**Excerpts from location labeling data**
------------------------------------------------------------------------
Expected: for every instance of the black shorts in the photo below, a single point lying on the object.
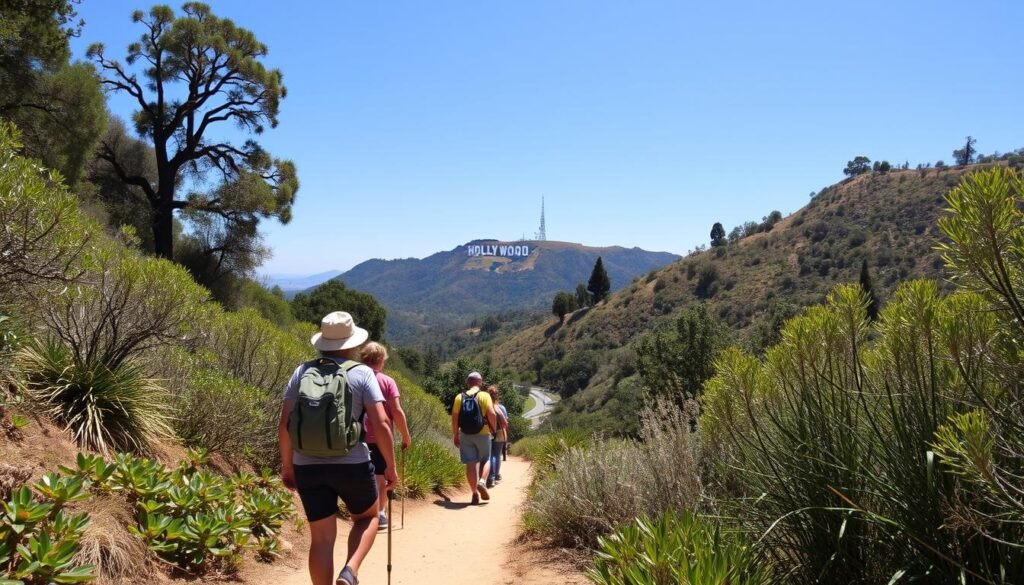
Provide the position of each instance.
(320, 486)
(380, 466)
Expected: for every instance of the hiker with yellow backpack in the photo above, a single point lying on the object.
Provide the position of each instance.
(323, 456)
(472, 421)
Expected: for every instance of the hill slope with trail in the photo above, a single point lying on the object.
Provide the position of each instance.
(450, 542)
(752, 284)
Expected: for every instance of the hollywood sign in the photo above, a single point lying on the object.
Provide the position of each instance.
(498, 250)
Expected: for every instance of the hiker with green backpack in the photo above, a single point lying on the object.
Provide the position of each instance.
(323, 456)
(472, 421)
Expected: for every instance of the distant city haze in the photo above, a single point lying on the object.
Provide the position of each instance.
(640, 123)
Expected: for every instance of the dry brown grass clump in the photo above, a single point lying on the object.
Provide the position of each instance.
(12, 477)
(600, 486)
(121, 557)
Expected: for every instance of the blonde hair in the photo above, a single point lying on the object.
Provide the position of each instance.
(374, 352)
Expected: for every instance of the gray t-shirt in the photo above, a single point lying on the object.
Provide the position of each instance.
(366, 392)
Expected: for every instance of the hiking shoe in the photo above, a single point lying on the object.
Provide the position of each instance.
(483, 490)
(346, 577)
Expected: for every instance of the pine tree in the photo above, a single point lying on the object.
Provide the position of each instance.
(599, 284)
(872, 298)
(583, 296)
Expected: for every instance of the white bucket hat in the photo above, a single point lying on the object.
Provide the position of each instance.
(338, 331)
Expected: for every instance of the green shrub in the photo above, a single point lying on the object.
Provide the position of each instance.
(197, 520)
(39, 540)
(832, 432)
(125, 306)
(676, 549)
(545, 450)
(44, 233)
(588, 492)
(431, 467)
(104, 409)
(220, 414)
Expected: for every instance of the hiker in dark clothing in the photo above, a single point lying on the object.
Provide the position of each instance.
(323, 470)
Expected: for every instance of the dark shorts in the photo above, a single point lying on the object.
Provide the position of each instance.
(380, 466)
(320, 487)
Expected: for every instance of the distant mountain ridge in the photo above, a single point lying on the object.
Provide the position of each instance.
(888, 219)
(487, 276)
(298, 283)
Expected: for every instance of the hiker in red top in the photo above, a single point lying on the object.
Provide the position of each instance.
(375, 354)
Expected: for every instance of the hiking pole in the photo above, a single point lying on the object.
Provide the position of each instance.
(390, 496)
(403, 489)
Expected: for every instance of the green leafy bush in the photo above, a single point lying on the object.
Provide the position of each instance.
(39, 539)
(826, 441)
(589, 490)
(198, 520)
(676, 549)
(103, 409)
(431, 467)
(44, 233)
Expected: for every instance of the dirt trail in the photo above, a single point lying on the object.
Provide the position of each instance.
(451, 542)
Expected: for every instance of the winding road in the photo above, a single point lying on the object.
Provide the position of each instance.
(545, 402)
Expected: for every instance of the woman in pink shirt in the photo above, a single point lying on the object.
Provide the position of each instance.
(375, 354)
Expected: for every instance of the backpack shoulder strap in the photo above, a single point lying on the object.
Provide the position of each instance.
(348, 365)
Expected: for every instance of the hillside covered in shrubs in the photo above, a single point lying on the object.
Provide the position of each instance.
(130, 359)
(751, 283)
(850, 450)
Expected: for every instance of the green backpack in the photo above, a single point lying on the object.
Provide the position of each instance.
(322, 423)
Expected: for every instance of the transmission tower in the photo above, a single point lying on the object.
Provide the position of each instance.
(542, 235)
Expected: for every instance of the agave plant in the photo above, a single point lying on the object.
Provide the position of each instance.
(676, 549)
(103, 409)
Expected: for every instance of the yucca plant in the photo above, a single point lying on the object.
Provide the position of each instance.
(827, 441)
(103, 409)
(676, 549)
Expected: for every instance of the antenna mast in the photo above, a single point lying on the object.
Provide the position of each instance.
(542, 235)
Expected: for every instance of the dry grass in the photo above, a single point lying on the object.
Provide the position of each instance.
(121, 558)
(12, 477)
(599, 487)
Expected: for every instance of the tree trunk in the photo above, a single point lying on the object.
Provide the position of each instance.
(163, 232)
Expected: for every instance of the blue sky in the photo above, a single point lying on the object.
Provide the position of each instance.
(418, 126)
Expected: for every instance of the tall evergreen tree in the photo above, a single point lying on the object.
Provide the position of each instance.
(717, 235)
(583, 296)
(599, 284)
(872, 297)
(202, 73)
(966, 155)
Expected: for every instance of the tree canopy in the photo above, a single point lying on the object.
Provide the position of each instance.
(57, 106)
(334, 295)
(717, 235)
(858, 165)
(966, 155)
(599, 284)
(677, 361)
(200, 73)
------------------------------------------------------------------------
**What you will do**
Please put each line of the listing above into a numbered list, skipping blank lines and leaving out the pictures.

**Result for this exercise**
1. Expected: for every instance of the black shorts in the photo below, a single point lying on the object.
2. Provide the position of each instance.
3. (320, 486)
4. (380, 466)
5. Expected: for every instance of the hiker with yellow backpack in the photo above, a single point lying on the object.
6. Provide the position of each instance.
7. (323, 456)
8. (472, 421)
9. Expected: for every instance of the hill slope with trail in the photo above, a single point lying on the object.
10. Provide the position of each instance.
11. (450, 542)
12. (752, 284)
13. Expected: for every instance of the hollywood sign in the photo above, a single point lying on the object.
14. Provide the position of each instance.
15. (498, 250)
16. Expected: for every instance of the hiker with green backpack in the photo above, a single point lying on the object.
17. Provide the position of each instance.
18. (323, 456)
19. (472, 421)
20. Expected: for every instance of the distant city haze in the photo above, a single point lying on the object.
21. Provide the position of each instance.
22. (640, 123)
23. Expected: for every instance of the dry brown grass clump in the photo above, a single point lying on the object.
24. Provide the position of each instance.
25. (12, 477)
26. (600, 486)
27. (121, 557)
28. Expected: for every instance of the blonde hair in the photo above, a single point lying on the object.
29. Provide the position of each instance.
30. (374, 352)
31. Expected: for every instance of the gray t-shirt in the photo above, a single point lying on the object.
32. Provide the position of each instance.
33. (366, 392)
34. Expected: for every instance of the hiking shoe in the photo above, a single point lying on the object.
35. Provide the position of each instance.
36. (483, 490)
37. (346, 577)
38. Expected: for every instance of the pine tree in the photo above, a single point lying on the object.
39. Provide the position of each instance.
40. (599, 284)
41. (872, 298)
42. (583, 296)
43. Expected: for every instance of the white bucket hat in the photo above, a single point lying on the object.
44. Provide the position of each instance.
45. (338, 331)
46. Expected: for every instance of the green shrub in the photo above, a single point lying on the object.
47. Provide the position of each instance.
48. (197, 520)
49. (39, 540)
50. (832, 432)
51. (125, 306)
52. (676, 549)
53. (545, 450)
54. (44, 233)
55. (588, 492)
56. (431, 467)
57. (104, 409)
58. (220, 414)
59. Expected: for every instance of the hiker in dark clothing in the photo above, a single point lying on the object.
60. Provide the position of each instance.
61. (323, 470)
62. Expected: for every instance of the dark shorts in the photo above, a single point lying on the object.
63. Provide the position of each instance.
64. (380, 466)
65. (320, 487)
66. Expected: for every instance of the distant mountain ridge in the photo above, a single point lying on the object.
67. Provide the position of each instance.
68. (888, 219)
69. (487, 276)
70. (298, 283)
71. Expected: for every instance of the hiker in red top in the photo above, a single point lying on the object.
72. Provide the position of each instance.
73. (375, 354)
74. Expected: for every instance of the hiking pole in the photo above, a single point lying on the object.
75. Provide the position of each instance.
76. (390, 496)
77. (403, 489)
78. Expected: for every instance of the green leafy bush in the photo above, a single point lying on the object.
79. Provide the position of each instance.
80. (39, 539)
81. (826, 441)
82. (589, 490)
83. (198, 520)
84. (676, 549)
85. (103, 409)
86. (431, 467)
87. (44, 233)
88. Expected: for every instance of the dirt trail in the photo above, a single point lying on the object.
89. Provide the position of each instance.
90. (451, 542)
91. Expected: for every instance of the winding road in the photo above, a single point lying on the object.
92. Provide the position of each instance.
93. (545, 402)
94. Expected: for every instance of the woman in pink shirt in the photo above, a single point lying on the object.
95. Provide the position of each instance.
96. (375, 354)
97. Expected: for every instance of the backpack shoulder strap in the photo above, a single point lying on the object.
98. Provide the position of each instance.
99. (348, 365)
100. Expected: for every instance of the hillside covered in shrubs in the photo above, a single point lying on the object.
101. Provide the position of each instance.
102. (130, 359)
103. (751, 283)
104. (850, 450)
105. Expected: for every instance of the green backpack in the photo above, a single point lying on the object.
106. Provide the position of each instance.
107. (322, 423)
108. Expected: for every instance of the transmission tower in the photo above, a single point lying on the object.
109. Provide the position of each instance.
110. (542, 235)
111. Expected: for every instance of the agave plant in the photo above, a single point lying on the object.
112. Provide the position of each instance.
113. (676, 549)
114. (103, 409)
115. Expected: for every instance of the yucca plant in the photo above, a single point lying on the object.
116. Provide the position of each instance.
117. (827, 441)
118. (103, 409)
119. (676, 549)
120. Expected: for every instance of the antenna mast in the photo above, a single point lying on the object.
121. Provide the position of each instance.
122. (542, 235)
123. Expected: for every instance of the dry grass in the photo above, a single point lying on the object.
124. Provide the position of each instance.
125. (121, 558)
126. (12, 477)
127. (599, 487)
128. Expected: for every instance of the tree trunk in the photo above, a single point lying on the object.
129. Provide the position of each instance.
130. (163, 232)
131. Expected: for every instance of the blue sky in the photo above, a single point lying on the object.
132. Provide the position of each instance.
133. (418, 126)
134. Expected: for every instance of the tall evergreen tree in the photo above, a single point lying on the object.
135. Provide the position of each instance.
136. (717, 235)
137. (583, 296)
138. (599, 284)
139. (872, 297)
140. (202, 73)
141. (966, 155)
142. Expected: for every instance of the tree canopy in the photo above, a single point lying on the object.
143. Provide the position of each instance.
144. (57, 106)
145. (334, 295)
146. (717, 235)
147. (858, 165)
148. (966, 155)
149. (599, 284)
150. (677, 361)
151. (200, 73)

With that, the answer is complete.